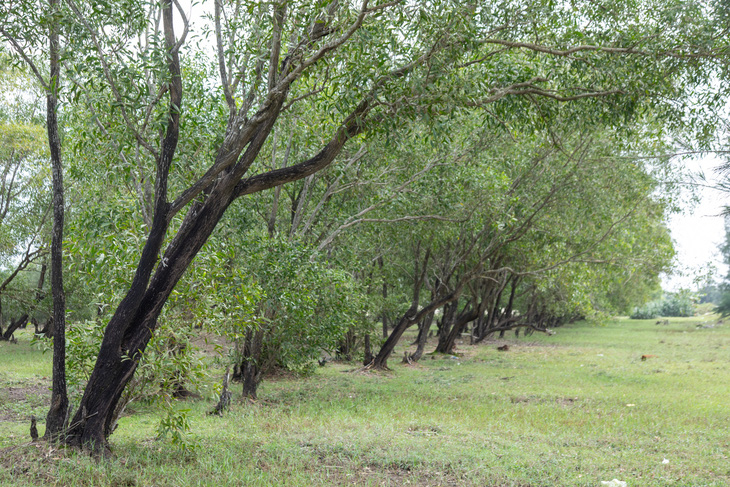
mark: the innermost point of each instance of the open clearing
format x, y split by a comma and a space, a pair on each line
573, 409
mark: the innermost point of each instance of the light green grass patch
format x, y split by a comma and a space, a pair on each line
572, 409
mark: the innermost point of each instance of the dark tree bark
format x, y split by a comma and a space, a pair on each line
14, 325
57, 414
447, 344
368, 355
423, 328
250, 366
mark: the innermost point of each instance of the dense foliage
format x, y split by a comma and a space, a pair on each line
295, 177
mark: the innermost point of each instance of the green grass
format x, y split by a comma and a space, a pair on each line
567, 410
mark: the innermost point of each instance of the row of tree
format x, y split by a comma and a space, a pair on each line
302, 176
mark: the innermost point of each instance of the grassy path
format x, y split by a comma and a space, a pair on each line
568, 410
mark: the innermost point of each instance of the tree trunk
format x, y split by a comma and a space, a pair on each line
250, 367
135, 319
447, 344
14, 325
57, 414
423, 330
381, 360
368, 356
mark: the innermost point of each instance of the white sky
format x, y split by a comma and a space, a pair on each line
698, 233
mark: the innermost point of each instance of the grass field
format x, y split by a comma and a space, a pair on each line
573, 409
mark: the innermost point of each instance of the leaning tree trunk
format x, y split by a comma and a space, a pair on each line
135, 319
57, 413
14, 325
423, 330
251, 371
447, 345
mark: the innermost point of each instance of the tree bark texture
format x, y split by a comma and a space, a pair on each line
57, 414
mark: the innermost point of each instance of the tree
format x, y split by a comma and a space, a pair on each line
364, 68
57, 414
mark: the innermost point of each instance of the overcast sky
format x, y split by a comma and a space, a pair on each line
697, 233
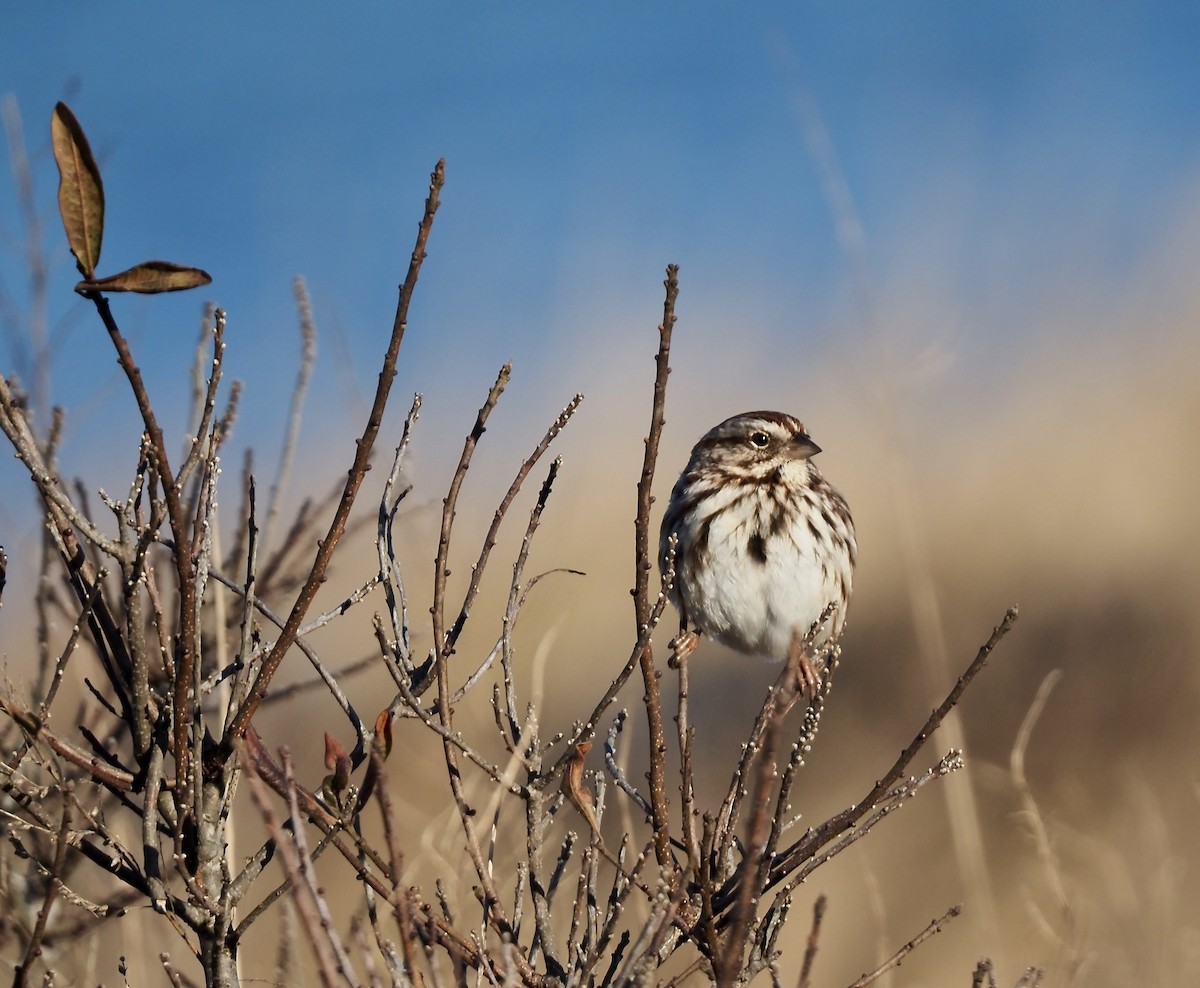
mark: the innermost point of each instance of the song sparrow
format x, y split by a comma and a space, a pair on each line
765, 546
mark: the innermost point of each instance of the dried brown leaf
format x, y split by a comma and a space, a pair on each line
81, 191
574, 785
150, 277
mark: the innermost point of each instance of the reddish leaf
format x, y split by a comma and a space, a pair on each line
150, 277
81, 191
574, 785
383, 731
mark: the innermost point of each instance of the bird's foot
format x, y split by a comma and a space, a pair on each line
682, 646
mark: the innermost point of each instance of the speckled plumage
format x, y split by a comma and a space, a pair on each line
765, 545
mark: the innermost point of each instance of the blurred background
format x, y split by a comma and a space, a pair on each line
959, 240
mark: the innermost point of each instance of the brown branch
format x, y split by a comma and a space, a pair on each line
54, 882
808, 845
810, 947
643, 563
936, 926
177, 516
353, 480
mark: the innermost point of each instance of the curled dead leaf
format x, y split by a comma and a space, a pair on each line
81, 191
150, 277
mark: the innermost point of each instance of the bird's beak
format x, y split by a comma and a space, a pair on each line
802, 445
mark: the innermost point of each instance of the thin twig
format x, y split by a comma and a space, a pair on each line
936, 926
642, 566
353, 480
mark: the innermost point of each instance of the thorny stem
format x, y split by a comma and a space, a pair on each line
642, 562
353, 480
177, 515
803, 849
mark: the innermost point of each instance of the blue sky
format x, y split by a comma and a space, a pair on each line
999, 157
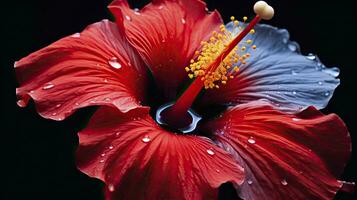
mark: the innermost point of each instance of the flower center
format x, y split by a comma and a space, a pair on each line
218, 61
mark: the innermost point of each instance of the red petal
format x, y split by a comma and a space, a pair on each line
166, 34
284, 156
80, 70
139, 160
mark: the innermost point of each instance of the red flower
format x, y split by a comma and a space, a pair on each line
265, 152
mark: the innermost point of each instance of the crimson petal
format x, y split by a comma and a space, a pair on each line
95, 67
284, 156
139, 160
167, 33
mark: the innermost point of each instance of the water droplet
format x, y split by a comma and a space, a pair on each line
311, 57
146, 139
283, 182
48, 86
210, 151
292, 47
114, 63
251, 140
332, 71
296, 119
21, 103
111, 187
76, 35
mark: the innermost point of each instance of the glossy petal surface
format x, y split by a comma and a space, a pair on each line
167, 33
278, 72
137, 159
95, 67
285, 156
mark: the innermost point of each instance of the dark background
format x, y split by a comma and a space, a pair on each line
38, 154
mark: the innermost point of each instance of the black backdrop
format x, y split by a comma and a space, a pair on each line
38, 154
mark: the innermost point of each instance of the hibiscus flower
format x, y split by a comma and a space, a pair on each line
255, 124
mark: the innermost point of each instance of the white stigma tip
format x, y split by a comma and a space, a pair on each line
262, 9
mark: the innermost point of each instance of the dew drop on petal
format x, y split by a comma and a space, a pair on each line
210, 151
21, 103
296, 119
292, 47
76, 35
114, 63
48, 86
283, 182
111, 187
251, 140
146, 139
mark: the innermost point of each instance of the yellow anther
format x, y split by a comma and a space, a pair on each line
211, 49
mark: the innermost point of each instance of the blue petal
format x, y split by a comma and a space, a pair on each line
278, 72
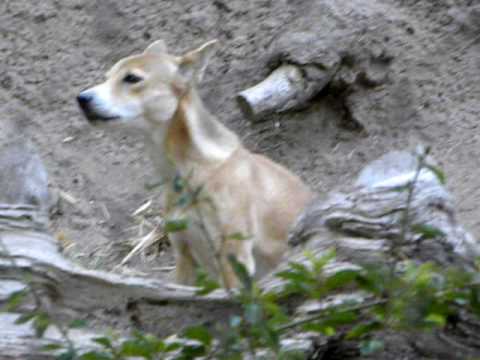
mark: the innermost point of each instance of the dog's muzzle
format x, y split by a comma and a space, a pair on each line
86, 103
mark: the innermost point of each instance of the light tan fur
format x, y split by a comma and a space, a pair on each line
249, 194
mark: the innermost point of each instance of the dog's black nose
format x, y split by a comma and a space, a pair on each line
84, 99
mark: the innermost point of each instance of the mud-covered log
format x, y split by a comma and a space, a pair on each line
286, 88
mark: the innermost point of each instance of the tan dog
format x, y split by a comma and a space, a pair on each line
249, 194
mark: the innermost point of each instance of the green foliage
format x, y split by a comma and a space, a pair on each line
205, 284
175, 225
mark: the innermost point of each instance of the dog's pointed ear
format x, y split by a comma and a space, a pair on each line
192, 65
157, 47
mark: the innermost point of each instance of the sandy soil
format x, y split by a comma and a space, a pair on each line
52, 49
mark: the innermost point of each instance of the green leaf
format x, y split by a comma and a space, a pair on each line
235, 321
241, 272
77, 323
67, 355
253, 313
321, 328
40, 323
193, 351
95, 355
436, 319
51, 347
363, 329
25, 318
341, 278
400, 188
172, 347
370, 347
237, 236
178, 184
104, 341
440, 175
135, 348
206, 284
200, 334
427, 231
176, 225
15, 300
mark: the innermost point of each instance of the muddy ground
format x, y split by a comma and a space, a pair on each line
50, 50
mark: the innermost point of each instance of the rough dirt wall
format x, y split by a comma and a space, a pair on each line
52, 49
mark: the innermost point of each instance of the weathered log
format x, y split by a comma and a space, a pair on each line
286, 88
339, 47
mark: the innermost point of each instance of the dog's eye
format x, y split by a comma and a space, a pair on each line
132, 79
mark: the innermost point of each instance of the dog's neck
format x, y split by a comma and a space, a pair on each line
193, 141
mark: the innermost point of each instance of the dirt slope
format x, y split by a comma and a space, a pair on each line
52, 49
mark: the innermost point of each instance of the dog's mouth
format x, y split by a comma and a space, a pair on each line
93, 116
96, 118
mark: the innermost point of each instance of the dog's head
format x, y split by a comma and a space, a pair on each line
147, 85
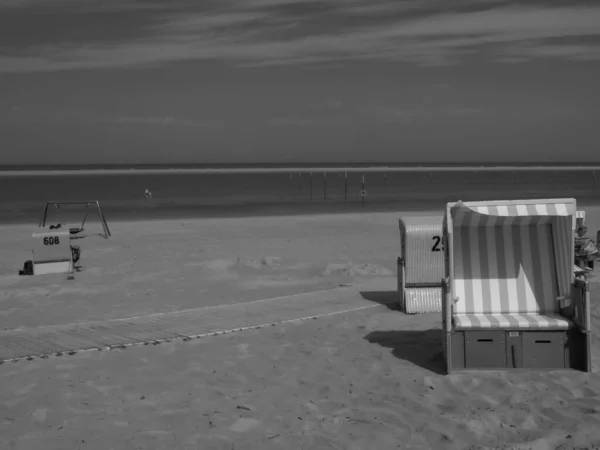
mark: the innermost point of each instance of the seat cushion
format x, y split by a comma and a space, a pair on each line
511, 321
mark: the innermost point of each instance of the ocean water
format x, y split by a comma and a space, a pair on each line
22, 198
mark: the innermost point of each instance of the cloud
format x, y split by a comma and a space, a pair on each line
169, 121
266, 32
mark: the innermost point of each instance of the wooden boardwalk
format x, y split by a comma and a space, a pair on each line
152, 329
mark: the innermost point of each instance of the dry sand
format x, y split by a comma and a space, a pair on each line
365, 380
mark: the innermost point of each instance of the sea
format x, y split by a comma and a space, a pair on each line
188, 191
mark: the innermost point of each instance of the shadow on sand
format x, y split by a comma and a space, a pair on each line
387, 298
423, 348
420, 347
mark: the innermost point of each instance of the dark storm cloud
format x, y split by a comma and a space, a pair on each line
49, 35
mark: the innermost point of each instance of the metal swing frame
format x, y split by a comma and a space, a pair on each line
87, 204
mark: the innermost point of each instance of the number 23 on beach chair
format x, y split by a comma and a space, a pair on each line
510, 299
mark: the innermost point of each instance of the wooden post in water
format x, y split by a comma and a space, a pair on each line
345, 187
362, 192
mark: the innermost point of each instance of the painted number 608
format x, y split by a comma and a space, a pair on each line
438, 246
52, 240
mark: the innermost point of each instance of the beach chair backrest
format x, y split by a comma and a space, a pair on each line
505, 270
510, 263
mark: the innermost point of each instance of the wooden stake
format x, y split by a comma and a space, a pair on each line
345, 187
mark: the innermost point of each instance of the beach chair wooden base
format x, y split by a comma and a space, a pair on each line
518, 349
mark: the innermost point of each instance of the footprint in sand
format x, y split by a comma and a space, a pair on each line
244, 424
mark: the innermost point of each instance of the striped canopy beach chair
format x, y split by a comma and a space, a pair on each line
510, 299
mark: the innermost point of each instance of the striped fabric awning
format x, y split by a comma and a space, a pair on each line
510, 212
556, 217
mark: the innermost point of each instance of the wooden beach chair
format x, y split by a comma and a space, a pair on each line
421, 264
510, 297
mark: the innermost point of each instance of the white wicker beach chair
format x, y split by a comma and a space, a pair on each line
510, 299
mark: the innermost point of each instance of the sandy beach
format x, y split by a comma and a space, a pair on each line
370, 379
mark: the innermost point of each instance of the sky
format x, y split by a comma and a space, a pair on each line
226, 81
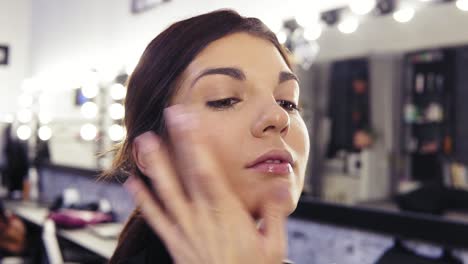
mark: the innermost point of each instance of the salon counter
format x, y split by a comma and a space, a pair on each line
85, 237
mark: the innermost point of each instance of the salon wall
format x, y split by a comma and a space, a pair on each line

- - - - -

◆ Exercise: Return only the stretch of the material above from the line holding "mark: the innermost point of each instance of the reddish" through the line holding "mark: the innermost point of each instance of the thorny", copied exactly.

◆ Response:
mark: the innermost point of each instance of the reddish leaf
format x, y split by a comma and a space, a pair on each line
150, 277
81, 191
574, 785
383, 731
mark: the innermost point of each instance of the bird's foot
format x, y split by a comma and a space, a pair on each line
682, 646
mark: the innermost point of each instance of the speckled plumage
format x, y split by a comma and a space, a pair on each line
765, 545
mark: the innermost point of each instance of the blurred background
format x, y split by a comma and a space, a pair on each line
959, 240
mark: the innermost point of each instance of the brown branch
format x, y split by a comma and a space, a pair on each line
54, 882
808, 845
810, 947
643, 563
936, 926
177, 516
353, 480
mark: the innermost point of each instance of the curled dead leaf
format x, y split by a comma and a space, a pair on each line
81, 191
150, 277
mark: the innermost point of each instance of the bird's beak
format x, y split by a comma and a space, a pair on each line
802, 445
mark: the innermost point of each instance of the thin twig
format x, y split by a comma and a space, a pair on each line
936, 926
642, 566
353, 480
mark: the innermost point of each instance of the thorny stem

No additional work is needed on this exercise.